◆ **TEXTE FOURNI**:
= = = = = = =
21 rue La Boétie, entre hommage artistique émouvant et rappel historique glaçant

21 rue La Boétie,
entre hommage artistique émouvant et rappel historique glaçant

Le Musée Maillol accueille jusqu’au 23 juillet prochain une exposition consacrée au célèbre galeriste Paul Rosenberg et à son écrin de beautés du 21 rue La Boétie.

Née du livre de sa petite fille Anne Sinclair, cette exposition rend un hommage tendre et pudique à un grand-père amoureux des arts, en offrant au regard du visiteur des œuvres rares, savant mélange de l’avant-garde artistique des débuts du XXe siècle et des grands maîtres classiques qui ont, des années durant, orné les murs de la célèbre galerie du VIIIe arrondissement, dans « des expositions d’ensemble d’Art décoratif. »

Ce parcours d’une soixantaine d’œuvres choisies et présentées dans une scénographie raffinée, souligne l’œil avisé du collectionneur exigeant qu’était Paul Rosenberg. Cet esprit ouvert et rigoureux était avant tout un grand témoin artistique, un passeur d’art et de beauté ; capable de faire le lien entre la peinture figurative classique et les compositions contemporaines les plus audacieuses.
= = = = = = =
◆ **DONNÉES FOURNIES**:

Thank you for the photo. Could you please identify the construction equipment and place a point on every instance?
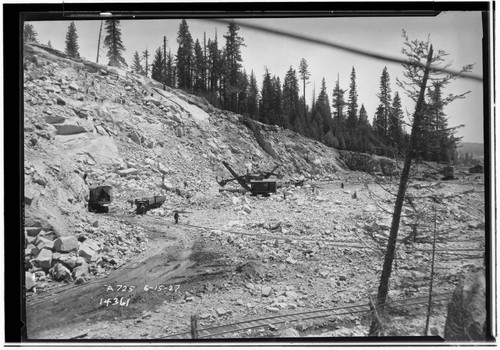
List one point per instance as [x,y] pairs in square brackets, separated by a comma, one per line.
[448,173]
[99,198]
[254,183]
[147,203]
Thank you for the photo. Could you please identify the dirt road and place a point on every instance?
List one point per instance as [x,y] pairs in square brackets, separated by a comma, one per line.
[324,253]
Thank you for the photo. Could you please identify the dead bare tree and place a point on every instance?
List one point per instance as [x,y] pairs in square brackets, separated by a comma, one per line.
[415,51]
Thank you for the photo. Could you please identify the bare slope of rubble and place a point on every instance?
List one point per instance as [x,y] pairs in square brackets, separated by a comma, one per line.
[124,130]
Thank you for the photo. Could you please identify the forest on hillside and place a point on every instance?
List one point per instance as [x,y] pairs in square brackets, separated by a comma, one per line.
[213,68]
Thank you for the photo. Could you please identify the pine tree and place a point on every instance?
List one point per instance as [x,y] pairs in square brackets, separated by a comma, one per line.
[113,41]
[184,57]
[242,92]
[252,97]
[145,54]
[266,112]
[136,65]
[385,103]
[323,112]
[214,66]
[198,68]
[170,79]
[291,108]
[338,104]
[72,41]
[277,102]
[157,71]
[395,127]
[232,63]
[304,75]
[29,33]
[352,105]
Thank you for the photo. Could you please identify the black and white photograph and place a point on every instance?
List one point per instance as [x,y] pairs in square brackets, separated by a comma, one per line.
[282,176]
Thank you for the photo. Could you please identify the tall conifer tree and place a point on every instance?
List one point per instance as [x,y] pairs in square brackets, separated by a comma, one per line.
[352,105]
[184,56]
[136,64]
[29,33]
[113,41]
[72,46]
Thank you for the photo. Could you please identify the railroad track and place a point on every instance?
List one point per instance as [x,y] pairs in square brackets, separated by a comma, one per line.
[217,331]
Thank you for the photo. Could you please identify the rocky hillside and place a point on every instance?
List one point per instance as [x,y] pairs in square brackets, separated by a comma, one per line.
[124,130]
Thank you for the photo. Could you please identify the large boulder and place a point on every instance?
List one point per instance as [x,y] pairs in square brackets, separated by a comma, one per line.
[54,119]
[60,272]
[87,252]
[74,126]
[81,271]
[289,333]
[29,281]
[466,319]
[44,259]
[66,244]
[44,243]
[127,172]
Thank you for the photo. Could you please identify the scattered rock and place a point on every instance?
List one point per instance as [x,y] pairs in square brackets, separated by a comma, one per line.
[59,272]
[86,252]
[266,291]
[127,172]
[30,282]
[44,259]
[221,312]
[289,333]
[66,244]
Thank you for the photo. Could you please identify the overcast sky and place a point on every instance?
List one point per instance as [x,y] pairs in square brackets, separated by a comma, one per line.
[457,33]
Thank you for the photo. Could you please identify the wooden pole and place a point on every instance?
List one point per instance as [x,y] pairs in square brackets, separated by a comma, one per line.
[194,327]
[429,306]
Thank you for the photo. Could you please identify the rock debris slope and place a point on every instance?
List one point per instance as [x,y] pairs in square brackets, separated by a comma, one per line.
[124,130]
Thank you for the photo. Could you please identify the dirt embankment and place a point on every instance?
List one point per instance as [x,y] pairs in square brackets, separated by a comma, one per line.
[232,256]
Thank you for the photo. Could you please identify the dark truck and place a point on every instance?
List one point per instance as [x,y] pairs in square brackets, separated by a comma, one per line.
[147,203]
[99,199]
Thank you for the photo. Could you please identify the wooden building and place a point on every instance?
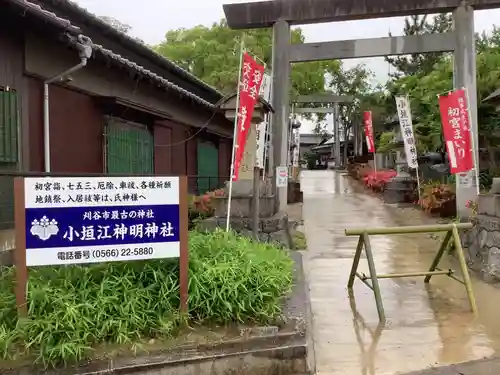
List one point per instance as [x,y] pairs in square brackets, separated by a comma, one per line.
[124,110]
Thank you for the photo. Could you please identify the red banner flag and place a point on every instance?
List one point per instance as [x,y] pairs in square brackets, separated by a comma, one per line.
[456,130]
[370,141]
[251,80]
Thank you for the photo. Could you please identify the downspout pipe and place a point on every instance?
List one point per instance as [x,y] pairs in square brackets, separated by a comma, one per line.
[84,46]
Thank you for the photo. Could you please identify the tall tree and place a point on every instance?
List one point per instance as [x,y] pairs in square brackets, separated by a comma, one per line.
[212,54]
[120,26]
[420,62]
[354,82]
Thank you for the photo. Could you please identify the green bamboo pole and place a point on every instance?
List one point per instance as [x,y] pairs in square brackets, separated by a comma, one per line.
[439,255]
[355,262]
[373,276]
[465,270]
[407,229]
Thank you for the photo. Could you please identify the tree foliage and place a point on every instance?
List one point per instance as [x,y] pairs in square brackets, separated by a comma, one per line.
[420,62]
[212,54]
[422,78]
[120,26]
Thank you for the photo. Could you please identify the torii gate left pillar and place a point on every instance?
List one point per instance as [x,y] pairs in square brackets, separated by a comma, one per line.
[280,101]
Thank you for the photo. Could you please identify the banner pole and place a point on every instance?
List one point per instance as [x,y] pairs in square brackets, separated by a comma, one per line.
[235,136]
[418,186]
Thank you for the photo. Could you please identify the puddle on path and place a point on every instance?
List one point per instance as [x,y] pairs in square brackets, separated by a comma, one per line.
[427,325]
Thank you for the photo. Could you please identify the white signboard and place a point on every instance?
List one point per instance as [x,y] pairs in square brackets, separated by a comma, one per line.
[406,124]
[281,176]
[261,144]
[73,220]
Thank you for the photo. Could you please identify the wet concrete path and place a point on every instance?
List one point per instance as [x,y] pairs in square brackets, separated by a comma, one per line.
[426,326]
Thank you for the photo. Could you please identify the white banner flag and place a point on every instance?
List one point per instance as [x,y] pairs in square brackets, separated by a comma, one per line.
[296,150]
[261,144]
[406,124]
[265,92]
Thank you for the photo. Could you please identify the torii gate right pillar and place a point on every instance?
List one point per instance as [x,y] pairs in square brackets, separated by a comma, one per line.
[464,76]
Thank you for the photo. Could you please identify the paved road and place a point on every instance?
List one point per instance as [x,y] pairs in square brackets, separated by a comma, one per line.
[425,326]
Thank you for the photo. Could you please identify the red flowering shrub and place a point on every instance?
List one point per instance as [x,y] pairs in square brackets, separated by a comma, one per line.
[378,180]
[201,206]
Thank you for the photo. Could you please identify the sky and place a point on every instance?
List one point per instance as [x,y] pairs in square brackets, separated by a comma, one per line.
[151,19]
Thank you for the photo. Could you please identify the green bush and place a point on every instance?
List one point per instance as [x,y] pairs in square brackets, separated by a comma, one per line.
[73,309]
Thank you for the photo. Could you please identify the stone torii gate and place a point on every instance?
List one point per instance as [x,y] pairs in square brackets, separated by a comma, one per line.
[280,14]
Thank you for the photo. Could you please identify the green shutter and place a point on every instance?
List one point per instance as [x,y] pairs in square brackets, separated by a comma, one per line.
[9,120]
[8,126]
[129,148]
[208,166]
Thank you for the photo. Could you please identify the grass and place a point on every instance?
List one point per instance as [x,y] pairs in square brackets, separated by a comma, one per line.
[300,240]
[73,310]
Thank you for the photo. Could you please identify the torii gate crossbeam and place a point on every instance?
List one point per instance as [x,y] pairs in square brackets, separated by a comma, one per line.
[280,14]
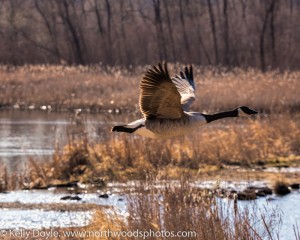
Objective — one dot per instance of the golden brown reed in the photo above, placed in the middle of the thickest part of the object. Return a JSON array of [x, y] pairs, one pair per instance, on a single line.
[[267, 141], [111, 88]]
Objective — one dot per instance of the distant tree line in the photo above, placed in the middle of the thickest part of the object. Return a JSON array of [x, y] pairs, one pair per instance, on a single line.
[[245, 33]]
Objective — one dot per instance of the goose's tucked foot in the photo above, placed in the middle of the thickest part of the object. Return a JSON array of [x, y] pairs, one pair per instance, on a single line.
[[124, 128], [238, 112], [129, 128], [245, 111]]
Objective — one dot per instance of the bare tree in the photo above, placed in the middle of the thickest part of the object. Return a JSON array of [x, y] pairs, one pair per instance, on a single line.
[[268, 12], [159, 30], [213, 29]]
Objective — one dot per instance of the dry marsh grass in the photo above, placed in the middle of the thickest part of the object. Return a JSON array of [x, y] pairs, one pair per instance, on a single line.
[[97, 88], [266, 141]]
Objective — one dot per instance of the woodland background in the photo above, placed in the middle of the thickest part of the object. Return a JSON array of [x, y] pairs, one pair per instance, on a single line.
[[230, 33]]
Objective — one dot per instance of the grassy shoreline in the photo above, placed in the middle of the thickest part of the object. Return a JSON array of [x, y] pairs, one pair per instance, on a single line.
[[97, 88]]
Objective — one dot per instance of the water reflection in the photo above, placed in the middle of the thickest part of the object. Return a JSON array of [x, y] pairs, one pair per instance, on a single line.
[[35, 134]]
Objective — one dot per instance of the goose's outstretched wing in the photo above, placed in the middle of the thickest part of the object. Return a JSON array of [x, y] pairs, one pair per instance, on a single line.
[[159, 96], [186, 87]]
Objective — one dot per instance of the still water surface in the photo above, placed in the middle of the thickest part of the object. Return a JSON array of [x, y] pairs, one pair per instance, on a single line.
[[36, 134]]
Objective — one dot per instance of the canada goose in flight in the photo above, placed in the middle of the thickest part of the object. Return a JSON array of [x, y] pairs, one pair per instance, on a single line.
[[165, 103]]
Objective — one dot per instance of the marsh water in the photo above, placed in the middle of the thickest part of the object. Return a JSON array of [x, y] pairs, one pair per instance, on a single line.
[[37, 135]]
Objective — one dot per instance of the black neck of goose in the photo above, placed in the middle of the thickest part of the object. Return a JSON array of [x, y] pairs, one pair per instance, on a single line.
[[220, 115]]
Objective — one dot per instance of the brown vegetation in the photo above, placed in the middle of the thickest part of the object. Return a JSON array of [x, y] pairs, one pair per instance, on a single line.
[[260, 34], [272, 141], [97, 88]]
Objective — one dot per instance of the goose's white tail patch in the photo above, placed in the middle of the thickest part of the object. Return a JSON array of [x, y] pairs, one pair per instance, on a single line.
[[143, 131]]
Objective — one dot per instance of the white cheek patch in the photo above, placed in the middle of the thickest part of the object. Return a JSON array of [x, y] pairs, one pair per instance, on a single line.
[[145, 132], [241, 113]]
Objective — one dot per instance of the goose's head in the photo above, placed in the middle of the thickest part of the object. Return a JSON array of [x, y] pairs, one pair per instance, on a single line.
[[245, 111]]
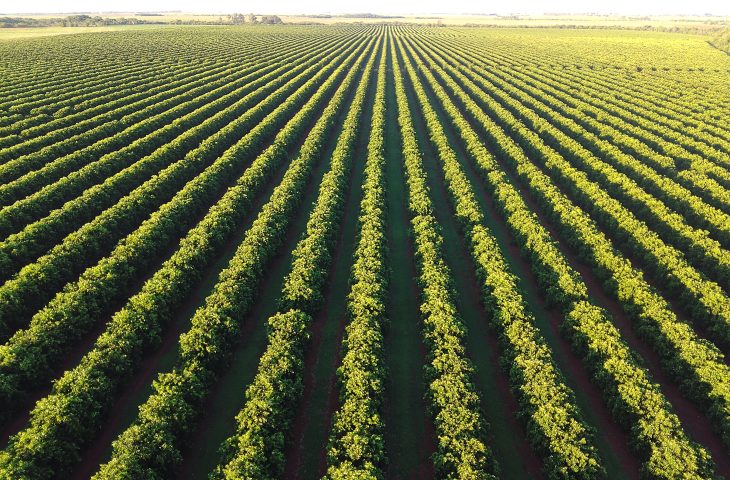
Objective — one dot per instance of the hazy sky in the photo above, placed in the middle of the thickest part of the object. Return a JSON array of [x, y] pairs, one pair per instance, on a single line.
[[717, 7]]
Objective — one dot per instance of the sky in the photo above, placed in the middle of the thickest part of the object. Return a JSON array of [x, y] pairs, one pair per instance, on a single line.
[[626, 7]]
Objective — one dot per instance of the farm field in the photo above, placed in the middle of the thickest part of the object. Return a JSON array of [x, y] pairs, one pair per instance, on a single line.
[[364, 251]]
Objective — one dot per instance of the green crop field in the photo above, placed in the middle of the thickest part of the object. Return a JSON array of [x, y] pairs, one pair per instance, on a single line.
[[364, 251]]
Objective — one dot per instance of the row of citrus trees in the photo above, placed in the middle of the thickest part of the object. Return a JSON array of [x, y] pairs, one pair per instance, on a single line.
[[461, 431], [356, 446], [152, 445], [34, 194], [706, 300], [256, 449], [64, 422], [545, 401], [36, 282], [637, 403], [694, 363], [88, 191]]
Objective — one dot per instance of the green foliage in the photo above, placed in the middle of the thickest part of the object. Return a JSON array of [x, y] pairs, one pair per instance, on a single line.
[[256, 450], [356, 446]]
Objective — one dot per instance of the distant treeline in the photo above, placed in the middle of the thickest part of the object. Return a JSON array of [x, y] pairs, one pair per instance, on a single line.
[[722, 41], [97, 21], [70, 21]]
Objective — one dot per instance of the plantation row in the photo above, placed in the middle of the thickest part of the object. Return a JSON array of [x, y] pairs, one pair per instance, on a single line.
[[165, 224]]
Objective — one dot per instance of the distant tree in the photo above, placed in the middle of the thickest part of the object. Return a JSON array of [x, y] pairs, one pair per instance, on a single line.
[[271, 19], [238, 19]]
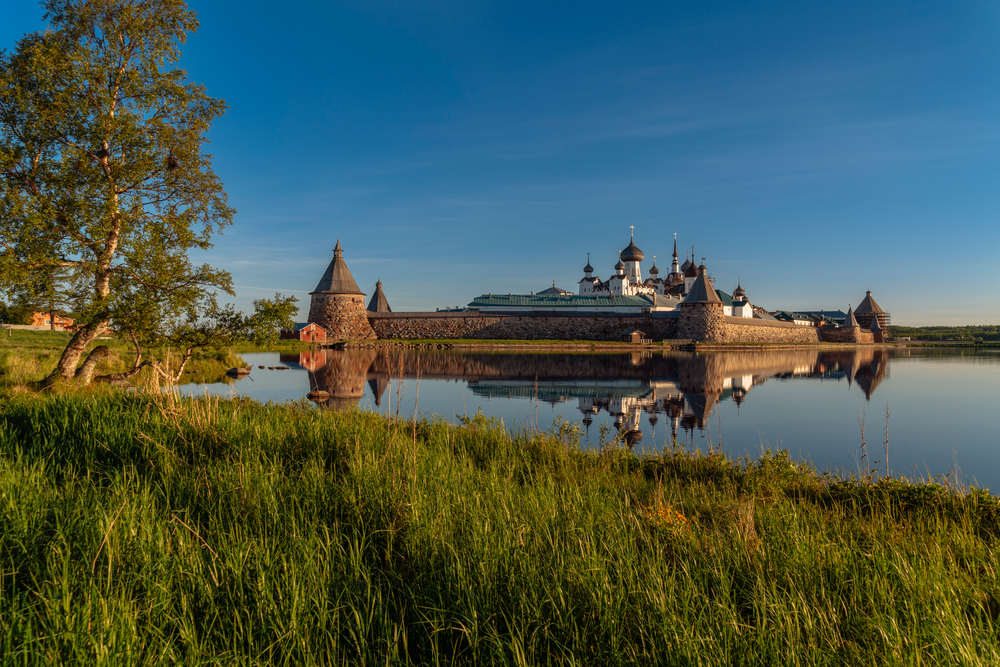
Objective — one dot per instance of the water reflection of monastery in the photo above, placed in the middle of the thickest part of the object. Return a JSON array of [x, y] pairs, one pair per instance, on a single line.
[[682, 388]]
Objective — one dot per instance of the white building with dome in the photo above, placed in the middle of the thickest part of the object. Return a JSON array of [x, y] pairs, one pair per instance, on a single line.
[[665, 293]]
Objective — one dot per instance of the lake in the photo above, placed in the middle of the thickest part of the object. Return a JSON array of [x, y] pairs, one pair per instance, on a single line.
[[942, 403]]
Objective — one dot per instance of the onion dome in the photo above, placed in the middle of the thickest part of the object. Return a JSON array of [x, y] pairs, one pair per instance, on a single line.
[[631, 253], [702, 290], [337, 279]]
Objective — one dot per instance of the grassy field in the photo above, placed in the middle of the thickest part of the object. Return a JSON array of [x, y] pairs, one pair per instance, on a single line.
[[145, 529], [28, 356]]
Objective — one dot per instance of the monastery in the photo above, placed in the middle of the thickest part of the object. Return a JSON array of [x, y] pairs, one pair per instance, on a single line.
[[682, 306]]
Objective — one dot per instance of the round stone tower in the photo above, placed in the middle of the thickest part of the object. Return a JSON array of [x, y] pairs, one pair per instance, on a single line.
[[338, 305], [701, 316]]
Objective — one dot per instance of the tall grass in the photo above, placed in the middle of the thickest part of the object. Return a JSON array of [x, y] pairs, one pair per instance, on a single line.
[[142, 529]]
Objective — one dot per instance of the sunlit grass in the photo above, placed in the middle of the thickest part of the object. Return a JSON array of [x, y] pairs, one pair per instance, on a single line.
[[145, 528]]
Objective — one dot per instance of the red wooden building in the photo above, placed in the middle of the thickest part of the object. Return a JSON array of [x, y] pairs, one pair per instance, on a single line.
[[308, 332]]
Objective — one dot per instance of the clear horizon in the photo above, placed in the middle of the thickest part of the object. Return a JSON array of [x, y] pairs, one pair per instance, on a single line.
[[458, 149]]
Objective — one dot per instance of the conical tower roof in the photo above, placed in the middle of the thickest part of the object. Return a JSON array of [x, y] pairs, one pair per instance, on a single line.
[[868, 305], [739, 291], [338, 278], [631, 253], [702, 290], [379, 304]]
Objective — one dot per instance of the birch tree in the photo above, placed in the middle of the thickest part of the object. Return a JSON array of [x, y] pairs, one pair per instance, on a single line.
[[103, 170]]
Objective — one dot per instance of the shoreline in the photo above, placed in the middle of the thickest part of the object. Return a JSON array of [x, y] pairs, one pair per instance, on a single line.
[[603, 346]]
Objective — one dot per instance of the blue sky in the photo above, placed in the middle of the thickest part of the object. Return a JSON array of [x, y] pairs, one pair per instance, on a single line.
[[459, 148]]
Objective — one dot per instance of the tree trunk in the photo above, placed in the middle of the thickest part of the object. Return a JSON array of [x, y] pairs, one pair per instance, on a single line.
[[70, 359], [85, 373]]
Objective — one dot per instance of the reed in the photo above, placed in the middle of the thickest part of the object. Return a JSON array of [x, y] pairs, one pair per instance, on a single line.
[[145, 529]]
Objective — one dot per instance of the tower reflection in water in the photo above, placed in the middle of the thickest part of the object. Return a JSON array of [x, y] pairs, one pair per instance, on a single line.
[[682, 388]]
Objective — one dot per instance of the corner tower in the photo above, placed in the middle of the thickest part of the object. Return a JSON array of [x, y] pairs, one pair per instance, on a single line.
[[338, 305], [701, 315]]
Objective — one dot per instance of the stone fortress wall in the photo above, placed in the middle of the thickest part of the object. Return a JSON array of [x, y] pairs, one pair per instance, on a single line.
[[493, 326], [700, 324], [338, 306]]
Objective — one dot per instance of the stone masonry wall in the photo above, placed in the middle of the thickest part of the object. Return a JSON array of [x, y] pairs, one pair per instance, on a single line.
[[702, 322], [738, 330], [519, 327], [342, 315], [847, 335]]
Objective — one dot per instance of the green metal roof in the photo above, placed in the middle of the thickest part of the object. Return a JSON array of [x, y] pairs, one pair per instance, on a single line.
[[556, 301]]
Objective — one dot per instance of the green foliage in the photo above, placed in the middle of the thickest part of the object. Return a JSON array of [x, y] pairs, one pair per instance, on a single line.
[[263, 326], [102, 168], [146, 529]]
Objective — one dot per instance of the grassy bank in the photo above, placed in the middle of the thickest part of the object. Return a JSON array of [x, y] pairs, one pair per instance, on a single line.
[[141, 529], [28, 356]]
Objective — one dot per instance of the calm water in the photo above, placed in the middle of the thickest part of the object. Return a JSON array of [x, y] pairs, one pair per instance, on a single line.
[[944, 418]]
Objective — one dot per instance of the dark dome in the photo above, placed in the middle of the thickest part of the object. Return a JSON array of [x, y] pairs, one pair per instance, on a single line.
[[631, 253]]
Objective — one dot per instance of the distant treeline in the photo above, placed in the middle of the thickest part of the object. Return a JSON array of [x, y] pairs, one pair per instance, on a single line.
[[981, 331]]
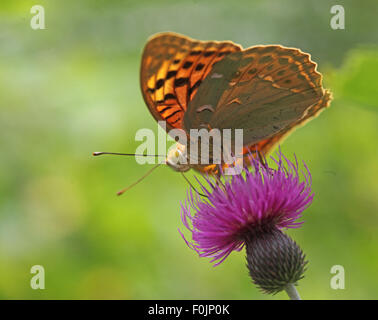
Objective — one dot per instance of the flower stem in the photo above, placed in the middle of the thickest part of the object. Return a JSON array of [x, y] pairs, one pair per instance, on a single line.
[[292, 292]]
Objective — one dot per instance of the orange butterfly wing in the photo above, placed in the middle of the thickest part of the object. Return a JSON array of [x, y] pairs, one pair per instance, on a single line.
[[267, 91], [172, 69]]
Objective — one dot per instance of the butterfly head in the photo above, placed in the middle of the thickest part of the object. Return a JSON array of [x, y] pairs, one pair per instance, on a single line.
[[177, 159]]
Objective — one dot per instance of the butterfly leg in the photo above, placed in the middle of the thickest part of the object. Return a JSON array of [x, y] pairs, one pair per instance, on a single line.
[[187, 180]]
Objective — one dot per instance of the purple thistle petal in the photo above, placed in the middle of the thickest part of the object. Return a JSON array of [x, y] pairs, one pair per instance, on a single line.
[[263, 196]]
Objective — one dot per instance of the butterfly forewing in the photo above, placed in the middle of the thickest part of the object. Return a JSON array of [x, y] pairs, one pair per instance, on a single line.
[[173, 68]]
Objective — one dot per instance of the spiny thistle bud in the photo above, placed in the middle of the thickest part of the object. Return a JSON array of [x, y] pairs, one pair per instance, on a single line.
[[250, 210], [274, 260]]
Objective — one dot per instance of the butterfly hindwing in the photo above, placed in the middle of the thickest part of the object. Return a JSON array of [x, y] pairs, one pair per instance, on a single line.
[[264, 90]]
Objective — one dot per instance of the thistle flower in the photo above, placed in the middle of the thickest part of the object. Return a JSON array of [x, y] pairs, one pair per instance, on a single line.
[[251, 210]]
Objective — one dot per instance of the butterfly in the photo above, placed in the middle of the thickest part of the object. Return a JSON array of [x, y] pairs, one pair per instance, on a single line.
[[266, 90]]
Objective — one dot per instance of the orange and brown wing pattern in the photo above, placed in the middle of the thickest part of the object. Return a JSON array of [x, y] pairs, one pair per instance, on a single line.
[[172, 69], [266, 146], [264, 90]]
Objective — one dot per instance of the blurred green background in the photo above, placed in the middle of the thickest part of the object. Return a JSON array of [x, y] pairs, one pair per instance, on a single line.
[[73, 89]]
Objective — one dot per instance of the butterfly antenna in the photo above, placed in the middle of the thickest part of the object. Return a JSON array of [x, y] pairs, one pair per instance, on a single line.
[[139, 180], [187, 180], [126, 154]]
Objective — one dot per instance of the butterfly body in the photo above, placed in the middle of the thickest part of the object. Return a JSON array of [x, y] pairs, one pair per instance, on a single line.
[[267, 91]]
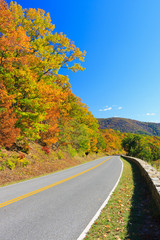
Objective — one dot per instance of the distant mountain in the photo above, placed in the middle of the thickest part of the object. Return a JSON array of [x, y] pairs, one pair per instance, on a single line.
[[129, 125]]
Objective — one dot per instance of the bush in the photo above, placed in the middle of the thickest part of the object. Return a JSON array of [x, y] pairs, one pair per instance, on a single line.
= = = = = = =
◆ **CONSIGNE RÉDIGÉE**: D'après l'article sur l'exposition consacrée à Paul Rosenberg, de quel livre cette exposition est-elle née ?

◆ **TÂCHE ACCOMPLIE**: Elle est née du livre d'Anne Sinclair, petite-fille de Paul Rosenberg.